Labeled shape records
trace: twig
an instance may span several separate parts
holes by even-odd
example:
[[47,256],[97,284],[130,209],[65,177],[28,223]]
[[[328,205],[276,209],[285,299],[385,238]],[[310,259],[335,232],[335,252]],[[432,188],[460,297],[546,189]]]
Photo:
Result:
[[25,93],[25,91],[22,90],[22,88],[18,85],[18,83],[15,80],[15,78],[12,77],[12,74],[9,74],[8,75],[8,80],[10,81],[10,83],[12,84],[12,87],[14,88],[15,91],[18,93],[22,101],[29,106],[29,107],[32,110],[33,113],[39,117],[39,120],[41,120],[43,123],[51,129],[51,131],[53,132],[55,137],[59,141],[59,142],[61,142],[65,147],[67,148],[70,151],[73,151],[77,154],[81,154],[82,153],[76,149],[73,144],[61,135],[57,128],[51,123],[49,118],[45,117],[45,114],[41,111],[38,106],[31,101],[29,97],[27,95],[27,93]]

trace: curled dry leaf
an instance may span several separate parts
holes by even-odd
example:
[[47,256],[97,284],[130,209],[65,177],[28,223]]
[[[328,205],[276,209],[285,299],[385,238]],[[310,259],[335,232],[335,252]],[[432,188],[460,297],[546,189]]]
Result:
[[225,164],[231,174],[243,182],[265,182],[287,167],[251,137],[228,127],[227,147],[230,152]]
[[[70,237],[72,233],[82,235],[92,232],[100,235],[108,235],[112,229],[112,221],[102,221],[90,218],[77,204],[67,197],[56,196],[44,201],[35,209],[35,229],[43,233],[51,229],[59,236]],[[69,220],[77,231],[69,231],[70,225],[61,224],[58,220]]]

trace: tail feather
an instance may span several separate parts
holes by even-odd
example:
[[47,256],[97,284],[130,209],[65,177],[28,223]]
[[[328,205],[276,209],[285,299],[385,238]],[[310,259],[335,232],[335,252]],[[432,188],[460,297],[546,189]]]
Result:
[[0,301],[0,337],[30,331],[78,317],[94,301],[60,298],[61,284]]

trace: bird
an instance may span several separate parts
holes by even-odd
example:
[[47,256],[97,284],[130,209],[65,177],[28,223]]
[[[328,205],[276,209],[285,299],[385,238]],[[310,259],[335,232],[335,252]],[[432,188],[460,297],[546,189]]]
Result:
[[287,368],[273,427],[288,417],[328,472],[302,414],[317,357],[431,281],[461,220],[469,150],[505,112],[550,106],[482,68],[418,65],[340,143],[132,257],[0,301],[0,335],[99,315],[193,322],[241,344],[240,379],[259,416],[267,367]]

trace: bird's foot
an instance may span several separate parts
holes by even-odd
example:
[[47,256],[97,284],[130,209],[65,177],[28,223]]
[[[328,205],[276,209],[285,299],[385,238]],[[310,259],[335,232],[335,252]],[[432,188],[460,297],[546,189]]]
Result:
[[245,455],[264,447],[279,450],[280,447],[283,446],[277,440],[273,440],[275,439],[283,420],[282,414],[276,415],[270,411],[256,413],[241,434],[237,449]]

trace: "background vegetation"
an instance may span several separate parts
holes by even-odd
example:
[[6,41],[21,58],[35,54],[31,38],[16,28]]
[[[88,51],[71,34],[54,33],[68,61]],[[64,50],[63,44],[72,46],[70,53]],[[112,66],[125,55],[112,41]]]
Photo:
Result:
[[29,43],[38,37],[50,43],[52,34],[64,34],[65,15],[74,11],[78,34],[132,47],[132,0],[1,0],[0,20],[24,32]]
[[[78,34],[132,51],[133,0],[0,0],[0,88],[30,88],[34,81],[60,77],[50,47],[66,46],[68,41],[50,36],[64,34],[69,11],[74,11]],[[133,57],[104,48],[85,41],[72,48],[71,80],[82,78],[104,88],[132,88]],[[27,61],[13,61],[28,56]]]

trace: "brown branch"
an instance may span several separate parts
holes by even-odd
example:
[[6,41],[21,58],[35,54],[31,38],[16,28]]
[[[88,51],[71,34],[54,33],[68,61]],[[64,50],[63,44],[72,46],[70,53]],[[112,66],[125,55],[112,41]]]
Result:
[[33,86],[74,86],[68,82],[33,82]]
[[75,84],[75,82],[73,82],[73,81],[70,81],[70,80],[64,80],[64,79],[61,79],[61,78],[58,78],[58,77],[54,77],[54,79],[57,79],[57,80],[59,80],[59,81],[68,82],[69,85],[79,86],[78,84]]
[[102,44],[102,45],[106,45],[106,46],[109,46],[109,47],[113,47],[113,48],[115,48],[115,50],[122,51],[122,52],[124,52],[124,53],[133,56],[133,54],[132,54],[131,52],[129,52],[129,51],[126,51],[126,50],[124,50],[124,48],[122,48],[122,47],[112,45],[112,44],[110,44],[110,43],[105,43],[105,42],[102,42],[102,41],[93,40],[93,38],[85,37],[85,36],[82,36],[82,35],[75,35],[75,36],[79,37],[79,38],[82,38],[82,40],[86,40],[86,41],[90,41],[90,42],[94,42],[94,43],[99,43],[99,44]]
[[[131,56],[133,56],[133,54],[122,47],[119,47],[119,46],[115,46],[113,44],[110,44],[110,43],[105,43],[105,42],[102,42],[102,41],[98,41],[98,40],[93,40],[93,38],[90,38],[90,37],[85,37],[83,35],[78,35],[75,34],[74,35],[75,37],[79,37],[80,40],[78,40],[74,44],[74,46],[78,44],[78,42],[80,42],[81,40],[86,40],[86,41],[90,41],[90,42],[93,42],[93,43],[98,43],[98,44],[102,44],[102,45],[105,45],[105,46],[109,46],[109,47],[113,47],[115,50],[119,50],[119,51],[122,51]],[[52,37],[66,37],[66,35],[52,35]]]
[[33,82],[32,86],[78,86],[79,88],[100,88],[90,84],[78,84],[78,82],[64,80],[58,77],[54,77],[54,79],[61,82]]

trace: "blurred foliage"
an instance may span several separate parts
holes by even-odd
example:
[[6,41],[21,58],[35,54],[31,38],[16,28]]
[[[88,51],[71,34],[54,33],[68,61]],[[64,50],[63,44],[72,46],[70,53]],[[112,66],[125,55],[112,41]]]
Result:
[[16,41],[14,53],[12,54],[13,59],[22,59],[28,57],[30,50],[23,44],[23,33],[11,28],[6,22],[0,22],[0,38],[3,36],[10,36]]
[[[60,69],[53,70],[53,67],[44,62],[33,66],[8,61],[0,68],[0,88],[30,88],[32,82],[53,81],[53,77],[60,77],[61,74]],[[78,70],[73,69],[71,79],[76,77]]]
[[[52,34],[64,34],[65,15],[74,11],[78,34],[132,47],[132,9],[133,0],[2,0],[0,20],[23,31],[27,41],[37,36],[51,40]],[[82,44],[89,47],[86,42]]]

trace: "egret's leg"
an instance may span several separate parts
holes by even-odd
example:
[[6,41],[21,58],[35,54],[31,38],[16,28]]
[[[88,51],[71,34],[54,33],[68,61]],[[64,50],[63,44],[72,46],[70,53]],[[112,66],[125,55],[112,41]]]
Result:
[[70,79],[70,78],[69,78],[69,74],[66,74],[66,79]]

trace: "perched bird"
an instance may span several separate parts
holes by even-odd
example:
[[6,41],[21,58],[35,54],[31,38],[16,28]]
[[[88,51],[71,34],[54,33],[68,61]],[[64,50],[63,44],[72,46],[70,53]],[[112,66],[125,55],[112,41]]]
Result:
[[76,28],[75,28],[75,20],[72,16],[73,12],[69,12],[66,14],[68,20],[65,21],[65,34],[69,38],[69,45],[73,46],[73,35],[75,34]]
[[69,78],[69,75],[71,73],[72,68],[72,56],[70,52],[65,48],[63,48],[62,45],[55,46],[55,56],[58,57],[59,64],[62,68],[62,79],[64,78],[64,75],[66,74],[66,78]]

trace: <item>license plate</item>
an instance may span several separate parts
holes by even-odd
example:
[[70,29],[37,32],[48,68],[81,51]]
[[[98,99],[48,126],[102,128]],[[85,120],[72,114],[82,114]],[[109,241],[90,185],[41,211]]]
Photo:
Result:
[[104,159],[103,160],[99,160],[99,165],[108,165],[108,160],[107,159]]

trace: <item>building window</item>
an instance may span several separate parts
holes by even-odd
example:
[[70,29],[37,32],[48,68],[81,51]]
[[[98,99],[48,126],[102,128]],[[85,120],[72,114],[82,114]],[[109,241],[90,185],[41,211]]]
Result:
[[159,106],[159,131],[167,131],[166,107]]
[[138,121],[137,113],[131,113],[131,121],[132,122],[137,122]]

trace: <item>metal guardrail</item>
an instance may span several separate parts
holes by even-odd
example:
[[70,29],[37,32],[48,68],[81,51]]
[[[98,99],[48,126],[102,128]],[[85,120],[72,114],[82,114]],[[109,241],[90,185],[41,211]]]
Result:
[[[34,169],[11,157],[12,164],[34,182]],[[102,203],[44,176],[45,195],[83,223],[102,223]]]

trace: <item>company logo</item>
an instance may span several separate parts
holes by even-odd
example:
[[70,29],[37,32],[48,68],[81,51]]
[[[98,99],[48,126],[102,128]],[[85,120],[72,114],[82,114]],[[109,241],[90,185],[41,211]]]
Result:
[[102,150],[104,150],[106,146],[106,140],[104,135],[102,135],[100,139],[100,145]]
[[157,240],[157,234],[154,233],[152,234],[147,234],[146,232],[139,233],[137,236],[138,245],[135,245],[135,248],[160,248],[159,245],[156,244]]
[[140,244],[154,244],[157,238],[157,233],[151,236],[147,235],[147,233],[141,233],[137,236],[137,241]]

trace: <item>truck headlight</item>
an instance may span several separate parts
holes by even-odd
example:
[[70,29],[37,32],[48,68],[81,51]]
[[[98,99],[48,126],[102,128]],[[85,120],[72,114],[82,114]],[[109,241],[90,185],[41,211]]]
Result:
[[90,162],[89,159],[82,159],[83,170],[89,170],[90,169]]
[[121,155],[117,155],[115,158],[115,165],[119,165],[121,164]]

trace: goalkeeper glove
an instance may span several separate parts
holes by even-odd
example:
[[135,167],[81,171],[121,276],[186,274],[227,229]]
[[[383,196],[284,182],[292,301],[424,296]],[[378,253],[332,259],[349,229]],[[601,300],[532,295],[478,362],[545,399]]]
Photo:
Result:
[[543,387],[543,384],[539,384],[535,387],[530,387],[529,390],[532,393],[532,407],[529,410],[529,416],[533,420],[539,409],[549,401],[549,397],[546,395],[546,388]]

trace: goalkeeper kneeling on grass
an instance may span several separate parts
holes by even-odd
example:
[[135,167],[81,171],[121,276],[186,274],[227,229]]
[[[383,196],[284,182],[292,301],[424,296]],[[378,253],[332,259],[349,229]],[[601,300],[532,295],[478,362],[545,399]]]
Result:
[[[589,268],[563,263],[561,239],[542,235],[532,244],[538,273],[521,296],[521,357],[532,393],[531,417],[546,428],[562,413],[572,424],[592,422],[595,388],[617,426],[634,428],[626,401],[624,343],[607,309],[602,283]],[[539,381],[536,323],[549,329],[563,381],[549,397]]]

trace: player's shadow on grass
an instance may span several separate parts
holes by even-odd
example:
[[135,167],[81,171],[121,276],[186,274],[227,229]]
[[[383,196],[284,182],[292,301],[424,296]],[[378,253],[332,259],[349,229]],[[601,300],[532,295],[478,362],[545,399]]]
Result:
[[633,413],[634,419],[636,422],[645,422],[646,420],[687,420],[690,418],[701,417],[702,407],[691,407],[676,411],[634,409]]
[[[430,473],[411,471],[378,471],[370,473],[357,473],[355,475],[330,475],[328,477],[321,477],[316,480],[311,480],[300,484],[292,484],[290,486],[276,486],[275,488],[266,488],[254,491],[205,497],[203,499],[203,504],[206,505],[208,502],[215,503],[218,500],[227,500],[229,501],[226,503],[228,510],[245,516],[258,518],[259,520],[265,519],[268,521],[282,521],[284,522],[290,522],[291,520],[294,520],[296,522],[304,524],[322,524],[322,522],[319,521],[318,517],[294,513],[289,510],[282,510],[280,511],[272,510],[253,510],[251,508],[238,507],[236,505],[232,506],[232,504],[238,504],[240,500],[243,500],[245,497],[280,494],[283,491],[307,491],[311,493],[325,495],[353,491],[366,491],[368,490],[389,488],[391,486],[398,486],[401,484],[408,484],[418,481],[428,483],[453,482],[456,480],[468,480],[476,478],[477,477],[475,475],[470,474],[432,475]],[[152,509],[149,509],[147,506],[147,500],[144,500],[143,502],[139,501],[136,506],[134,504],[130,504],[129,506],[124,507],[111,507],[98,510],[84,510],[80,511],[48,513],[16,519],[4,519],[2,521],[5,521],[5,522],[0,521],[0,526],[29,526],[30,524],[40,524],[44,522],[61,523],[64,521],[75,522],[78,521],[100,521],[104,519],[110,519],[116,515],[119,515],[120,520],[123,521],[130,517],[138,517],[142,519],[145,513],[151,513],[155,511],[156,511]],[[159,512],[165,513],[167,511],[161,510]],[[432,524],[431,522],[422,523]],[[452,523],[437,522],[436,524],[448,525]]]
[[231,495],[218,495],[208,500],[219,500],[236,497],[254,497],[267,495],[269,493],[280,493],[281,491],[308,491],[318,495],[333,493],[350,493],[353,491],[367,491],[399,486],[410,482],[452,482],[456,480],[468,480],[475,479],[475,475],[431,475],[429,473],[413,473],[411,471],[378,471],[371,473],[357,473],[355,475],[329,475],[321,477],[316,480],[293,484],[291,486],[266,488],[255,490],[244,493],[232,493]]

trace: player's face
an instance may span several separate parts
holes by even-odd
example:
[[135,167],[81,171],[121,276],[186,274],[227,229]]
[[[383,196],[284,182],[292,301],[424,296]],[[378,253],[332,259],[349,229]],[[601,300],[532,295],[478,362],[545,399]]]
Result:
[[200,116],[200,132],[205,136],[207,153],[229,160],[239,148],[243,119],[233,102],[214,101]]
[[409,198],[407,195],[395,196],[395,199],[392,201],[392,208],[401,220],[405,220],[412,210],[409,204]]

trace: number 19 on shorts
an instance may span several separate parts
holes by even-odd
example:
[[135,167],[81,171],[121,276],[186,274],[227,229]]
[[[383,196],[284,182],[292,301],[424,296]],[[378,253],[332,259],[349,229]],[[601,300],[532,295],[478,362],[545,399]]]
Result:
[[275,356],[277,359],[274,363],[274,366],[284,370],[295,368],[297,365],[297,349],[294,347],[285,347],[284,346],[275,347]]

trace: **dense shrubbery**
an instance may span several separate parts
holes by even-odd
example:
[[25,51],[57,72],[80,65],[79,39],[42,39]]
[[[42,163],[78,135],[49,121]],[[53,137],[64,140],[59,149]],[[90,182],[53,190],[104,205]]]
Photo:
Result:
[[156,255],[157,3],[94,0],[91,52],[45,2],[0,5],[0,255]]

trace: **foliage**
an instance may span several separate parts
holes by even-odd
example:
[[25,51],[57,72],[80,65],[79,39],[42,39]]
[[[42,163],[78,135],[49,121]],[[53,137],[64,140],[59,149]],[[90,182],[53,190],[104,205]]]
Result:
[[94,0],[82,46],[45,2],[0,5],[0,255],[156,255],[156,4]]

### Given instruction
Count the lines in the listing above that contain the word "grass", where case matters. Give only the number.

### Exercise response
2